Trouble with your Building Job? — Work not quite going to plan? — Do you need help managing the project?

Channel 4 TV is currently producing a primetime series about domestic building jobs that have gone off the rails. We are looking at cases where a stalemate has arisen between builder and homeowner and both parties feel they’ve reached a deadlock. Our aim is to put the project back on track with the help of a leading building industry mediator – free of charge. The series will address the common pit-falls that arise and promote good building practice.

Are you an unhappy builder who just wants to get the job done or a desperate client locked in a stand-off whilst living on a building site? If so we’d like to hear from you:

Please contact Dan Marshall on: 0207 907 0894 or email dan@bettytv.co.uk All calls will be treated in the strictest of confidence.

§ Data for this task
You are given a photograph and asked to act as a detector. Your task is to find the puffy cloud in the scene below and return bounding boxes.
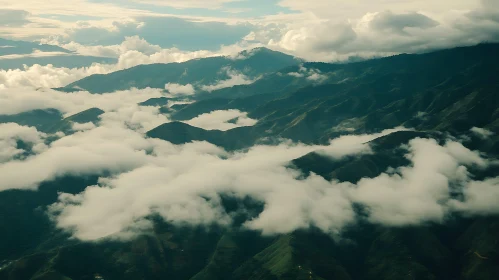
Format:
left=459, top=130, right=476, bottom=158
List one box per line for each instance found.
left=453, top=177, right=499, bottom=215
left=165, top=83, right=196, bottom=96
left=201, top=69, right=258, bottom=92
left=0, top=123, right=46, bottom=164
left=0, top=88, right=165, bottom=116
left=0, top=127, right=154, bottom=190
left=318, top=127, right=409, bottom=159
left=71, top=122, right=96, bottom=131
left=99, top=104, right=170, bottom=133
left=370, top=11, right=439, bottom=34
left=0, top=36, right=259, bottom=89
left=470, top=127, right=494, bottom=139
left=185, top=110, right=258, bottom=131
left=60, top=16, right=251, bottom=51
left=0, top=114, right=497, bottom=240
left=0, top=9, right=30, bottom=27
left=135, top=0, right=238, bottom=9
left=350, top=139, right=485, bottom=226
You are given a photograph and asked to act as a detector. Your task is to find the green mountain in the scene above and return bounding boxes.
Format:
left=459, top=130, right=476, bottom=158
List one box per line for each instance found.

§ Exercise set
**1.** Decide whether each statement agrees with the notice about the building-jobs series, answering yes or no and quoting the deciding words: (a) The series is being made by Channel 4 TV. (b) Homeowners must pay for the mediator's help. (c) Calls about the series will be kept confidential.
**2.** In the rows, swap "green mountain" for "rocky hill" and write out the lines from the one containing "above and return bounding boxes." through the end of the rows, with everything else unchanged.
The rows are unrelated to the text.

§ Answers to the exercise
**1.**
(a) Yes: "Channel 4 TV is currently producing a primetime series about domestic building jobs that have gone off the rails."
(b) No: "with the help of a leading building industry mediator – free of charge."
(c) Yes: "All calls will be treated in the strictest of confidence."

**2.**
You are given a photograph and asked to act as a detector. Your task is to find the rocky hill in the scene above and return bounding boxes.
Format:
left=459, top=130, right=476, bottom=158
List one box per line for each instance found.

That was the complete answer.